- [Text]:
------------------------------------

= Ashley Humphrey =

American lacrosse player (born 2002)

Ashley Annabelle Humphrey (born August 22, 2002) is an American lacrosse player. The NCAA's all-time assist leader, she played college lacrosse for the Stanford Cardinal and the North Carolina Tar Heels. She helped lead the Tar Heels to the 2025 national championship.

==Early life==

Humphrey grew up in Darien, Connecticut, one of four children born to Sarah and John Humphrey. She has two sisters, Nicole and Chloe, and a brother, Brett. Humphrey began playing lacrosse when she was eight. She won two Connecticut state titles at Darien High School and was twice named All-American. She was ranked by Inside Lacrosse as the fourth-best recruit of the 2020 class.

==College career==

Humphrey decided to redshirt her freshman season with the Stanford Cardinal during the COVID-19 pandemic in 2021. In her debut season in 2022, Humphrey broke the NCAA single-season record with 88 assists. She made a program-record single-game 9 assists in the Pac-12 Conference title game, an 18–12 win against Arizona State. The next season saw Humphrey again lead the Pac-12 with 42 assists. In two seasons on the Farm, she was named the Pac-12 Freshman of the Year, first-team All-Pac-12 two times, and USA Lacrosse honorable mention All-American two times.

------------------------------------

- [Material provided]:
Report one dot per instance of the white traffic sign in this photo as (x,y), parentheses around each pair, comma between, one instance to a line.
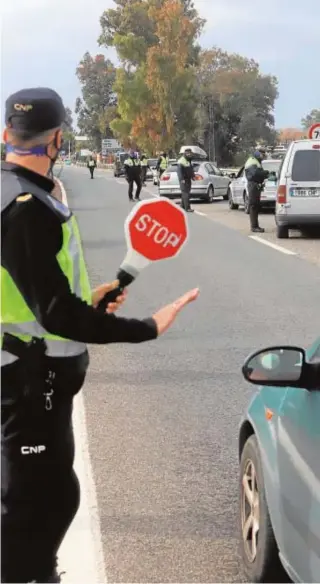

------------------------------------

- [Brief 1]: According to the Ashley Humphrey article, how many assists did Humphrey make in her 2022 debut season?
- [Brief 2]: Please write a continuation of the Ashley Humphrey article, picking up after its final sentence.
The listing has nothing to do with the tasks.

- [Answer space 1]: 88 assists

- [Answer space 2]:
After graduating from Stanford, Humphrey transferred to the North Carolina Tar Heels in 2024. She led the Tar Heels with 38 assists but missed the team's NCAA tournament game where they lost to Florida. In the 2025 season, she broke her own NCAA single-season record with 90 assists and became the NCAA's all-time career assist leader. With sisters Nicole and Chloe, she helped lead the Tar Heels to an undefeated 22–0 record, the Atlantic Coast Conference regular-season and tournament titles, and the program's fourth NCAA championship. She had 4 assists in the national title game, winning 12–8 against Northwestern. She was named first-team All-American and was one of five finalists for the Tewaaraton Award, which went to her sister Chloe.